▶ [Aim]: Below are the records; reproduce all of them exactly but without any images.

(Stored entries)
^^^^^^^^

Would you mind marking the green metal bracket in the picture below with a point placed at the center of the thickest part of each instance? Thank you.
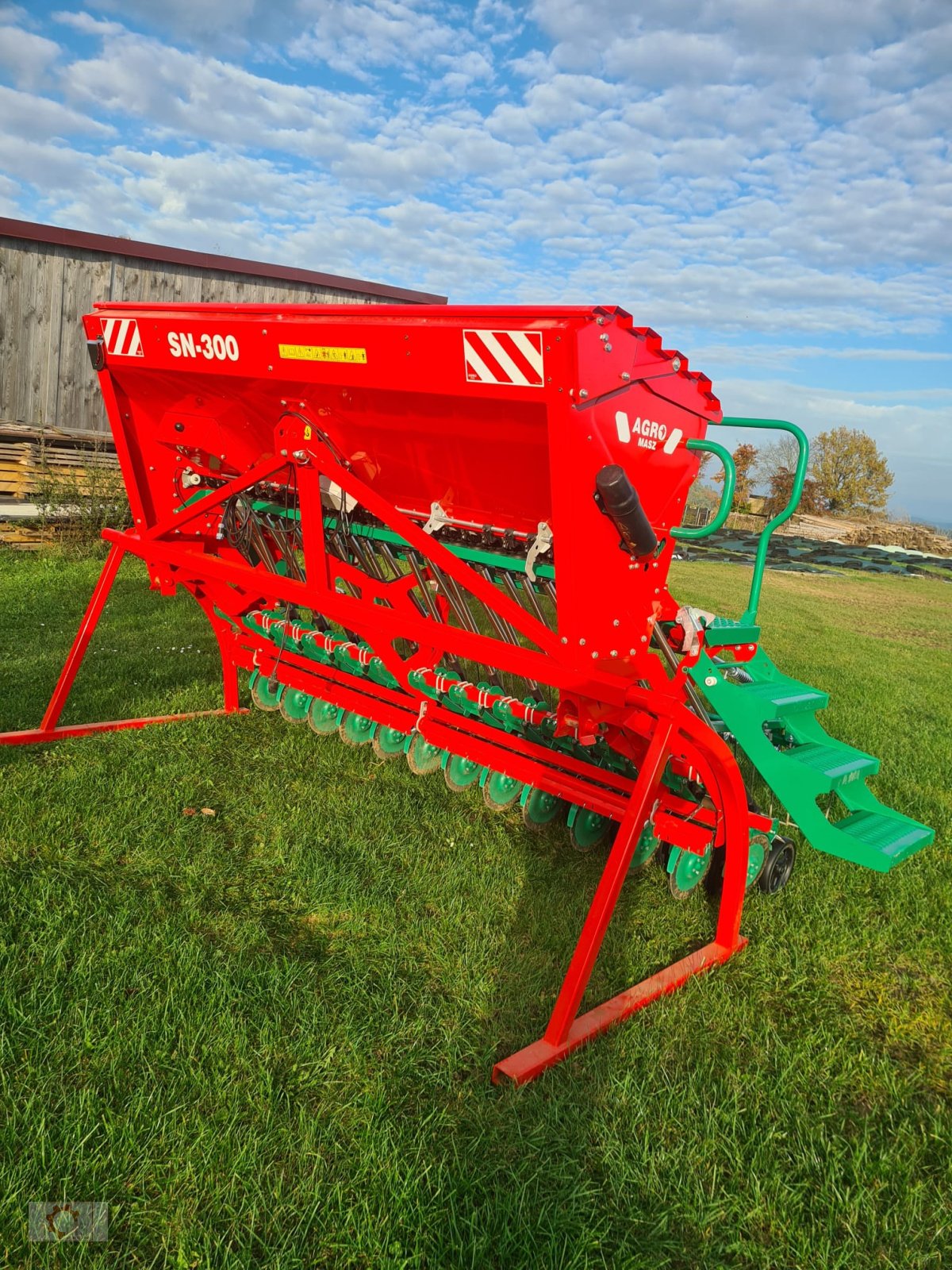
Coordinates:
(782, 518)
(724, 511)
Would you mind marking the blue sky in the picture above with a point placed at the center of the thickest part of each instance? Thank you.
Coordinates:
(766, 183)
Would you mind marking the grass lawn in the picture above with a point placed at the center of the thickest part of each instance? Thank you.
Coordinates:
(266, 1037)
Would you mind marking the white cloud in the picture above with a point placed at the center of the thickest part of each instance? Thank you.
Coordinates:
(25, 56)
(758, 181)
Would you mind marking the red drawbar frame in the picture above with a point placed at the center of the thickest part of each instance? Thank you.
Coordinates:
(50, 727)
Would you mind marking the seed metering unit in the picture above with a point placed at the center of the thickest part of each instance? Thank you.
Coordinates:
(446, 533)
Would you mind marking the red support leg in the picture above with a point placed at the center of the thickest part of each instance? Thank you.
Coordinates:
(568, 1030)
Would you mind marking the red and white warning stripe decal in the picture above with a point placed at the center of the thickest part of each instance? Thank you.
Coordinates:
(505, 357)
(121, 336)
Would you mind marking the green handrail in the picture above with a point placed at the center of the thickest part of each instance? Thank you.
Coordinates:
(782, 518)
(724, 511)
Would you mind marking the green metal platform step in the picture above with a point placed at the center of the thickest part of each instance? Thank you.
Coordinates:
(786, 696)
(723, 632)
(894, 837)
(758, 714)
(837, 762)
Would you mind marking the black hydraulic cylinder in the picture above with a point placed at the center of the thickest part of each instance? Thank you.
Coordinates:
(620, 501)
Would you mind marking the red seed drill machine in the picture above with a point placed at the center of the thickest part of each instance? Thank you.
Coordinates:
(446, 533)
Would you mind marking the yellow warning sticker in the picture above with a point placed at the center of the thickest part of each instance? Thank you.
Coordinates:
(321, 353)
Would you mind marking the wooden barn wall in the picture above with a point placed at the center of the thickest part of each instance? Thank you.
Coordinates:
(46, 379)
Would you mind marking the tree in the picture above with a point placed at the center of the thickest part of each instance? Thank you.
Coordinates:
(781, 455)
(744, 459)
(812, 501)
(850, 474)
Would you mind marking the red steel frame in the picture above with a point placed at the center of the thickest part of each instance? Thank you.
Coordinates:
(653, 724)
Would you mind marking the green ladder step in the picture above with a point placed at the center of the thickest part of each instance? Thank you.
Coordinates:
(838, 764)
(724, 630)
(892, 837)
(786, 696)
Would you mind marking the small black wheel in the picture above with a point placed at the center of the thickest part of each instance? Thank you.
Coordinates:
(778, 867)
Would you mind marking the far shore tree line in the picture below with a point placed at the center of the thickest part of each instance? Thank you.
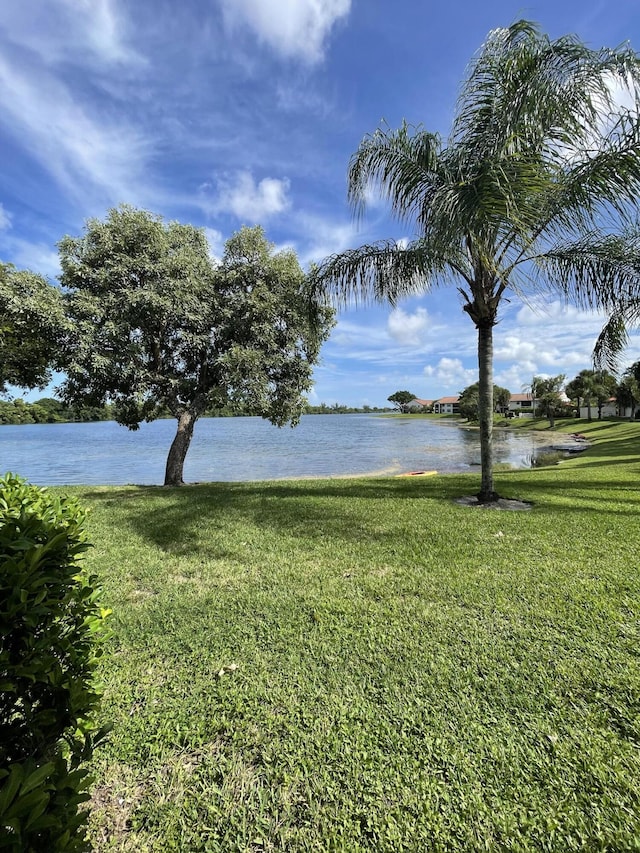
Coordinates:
(149, 324)
(590, 390)
(50, 410)
(535, 187)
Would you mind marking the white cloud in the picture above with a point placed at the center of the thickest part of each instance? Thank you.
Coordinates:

^^^^^^^^

▶ [Output of the task]:
Would you mind marking the green metal bracket in the picture below with a point placed at the center of the thickest part of each instance? Thank you.
Coordinates:
(782, 518)
(724, 511)
Would you mind marking the blue sky in the picture above with a point placed at the center of the thickest part of each instance? Thank you.
Coordinates:
(766, 183)
Would you mind marking the grass lawn in the picture above with a point placed at the center of the thickest part of each instance? Thank you.
Coordinates:
(266, 1037)
Would you mind marking the white cloud in the picture above with a point placed at the center of the thickest part of each instance? Thank you.
Coordinates:
(25, 56)
(758, 181)
Would you mind marking the red drawbar frame in the picture above with a point placed at the center of the thickest part of each instance? Thank you.
Coordinates:
(50, 727)
Would you mind marking the seed metering unit in the picture above with a point placed at the center of the thickest part of each instance? Thank you.
Coordinates:
(446, 533)
Would you mind marking the red support leg in the picture above with a point placed at the center of the thickest part of each instance? Thank you.
Coordinates:
(568, 1030)
Would you mind marking the red and white warning stripe decal in the picture above with a point placed at the center of the thickest part of each instance? Thank you.
Coordinates:
(505, 357)
(121, 336)
Would you mind marking the green handrail in the picture above with a point placed at the center of the thickest part of each instance? Thank you.
Coordinates:
(782, 518)
(724, 511)
Would you mind marking the green metal platform step in the picture above with a point placed at the center of the thickest part of each instance? Thank you.
Coordinates:
(786, 696)
(723, 632)
(894, 837)
(758, 714)
(837, 762)
Would you mind marking the black hydraulic cylinder in the picture above with a point placed at the center of the thickest part of each instance? Thank you.
Coordinates:
(620, 501)
Would you mind marking the red seed drill machine in the picture above with a point placed at the center of the thickest part of each instance? Thank you.
Coordinates:
(446, 533)
Would you mind marking the yellow warning sticker in the picture above with a point placed at the center of the thickest part of each instance? Thank you.
Coordinates:
(321, 353)
Would you mind marking the wooden barn wall in the picture above with a point placed at the center of the thickest part of each instance? Thank you.
Coordinates:
(46, 379)
Would you mind marking the tree in the picture above with a point placed at the center of the thickest part of each instance? Thank you.
Coordinates:
(781, 455)
(744, 459)
(812, 501)
(850, 474)
Would you mind marking the red steel frame in the picture above with a point placed at the center of the thickest part of each instance? Thank you.
Coordinates:
(653, 724)
Would you mind marking the green ladder step in the picture above with a point placed at the center of the thickest part of each instance? Thank you.
Coordinates:
(838, 764)
(724, 630)
(892, 837)
(786, 696)
Would you mind marking the small black wheel in the picture above with a point placed at the center of the thickest part of each instance? Thank you.
Coordinates:
(778, 867)
Would you mind marking the far shore tree line in the picture below with a point placed at the center of the thickest part of each instance? Thank you.
Coordinates:
(149, 324)
(590, 390)
(50, 410)
(535, 187)
Would you mind marking the white cloud in the picture above with a point placed at the center of the thickest part of each instance? Thank you.
Coordinates:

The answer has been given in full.